**PASSAGE TO READ:**
Yes Congress can amend the Constitution but only 17 amendments have been added with the over 11,000 proposals. Also in the scenario, the states are not mentioned at all with the "rule change." Amendments need a 3/4 majority from all of the states as well so the power is not solely vested in the federal legislature branch. The rules can change but not as often as if the power was as important as it is being argued to be.

1 point

The whole purpose of the Presidency is to enforce the laws passed by Congress in a formal setting. If the president does not want to enforce a law, they do not have to enforce it. Prime example would be the aforementioned War Powers Act which the president views as unconstitutional and does not enforce it. This can be done with any legislation, with a lack of enforcement it is only a piece of paper.

1 point

The War Powers Act is seen as unconstitutional in the president's eyes basically ignoring the law completely. The president executes laws and enforces them so if they were to disagree a law, they do not have to enforce it. Simply, a president does not have to enforce the laws essentially wiping the legislative clean.

Tuff__Demon(15) Clarified
1 point

Congress does not have to declare war to continue funding troops but they do have the power to fund the military and deny funding virtually ending the skirmish.

1 point

Executive orders are a strong power used often in the time of a divided government. They have become more powerful since division becomes more prevalent. These orders hold the same enforcement power as any bill passed in Congress; however, they can become void when the next president assumes the presidency. The orders are becoming increasingly more effective for a short time use often used by presidents to fulfill their campaign promises. They are terrible for a long term change. This does not mean that the idea behind the order could not be turned into a law that becomes permanent; there just needs to be enough public support for the bill. This is how the executive branch has grown so powerful, creating change for 4 to 8 years then leaving office with their orders never to be seen again.

1 point

When the mention of killing agencies is brought, there are many unspoken responsibilities held by the federal agencies that go unnoticed by the general public or candidates who are advocating for the cutting of agencies like the Department of Energy. The Power of the Purse is talking about taxing bills starting exclusively in the House of Representatives and

a slight mention of how budgets are made;however, the federal budget is a co-effort from the President and Congress. The president presents a budget plan to Congress which in turn they can ratify through both houses and require the president's approval.

**INFORMATION SUPPLIED:**
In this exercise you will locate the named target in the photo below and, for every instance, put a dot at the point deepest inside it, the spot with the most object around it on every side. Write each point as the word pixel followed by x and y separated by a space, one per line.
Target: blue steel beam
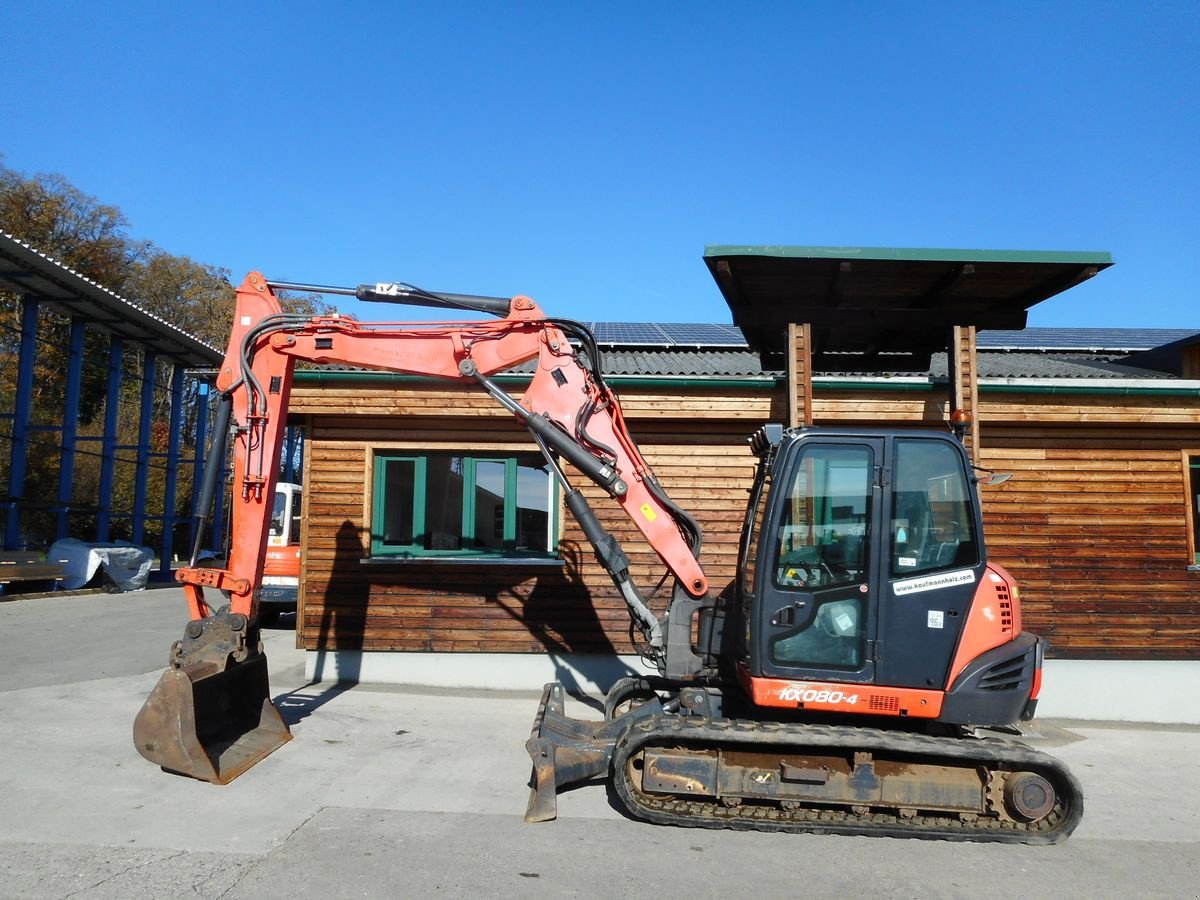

**WHAT IS BEING ASKED:**
In the passage on congressional and presidential powers, how many amendments have been added to the Constitution out of the more than 11,000 proposals? The listing plays no part in this exercise.

**TASK OUTPUT:**
17 amendments.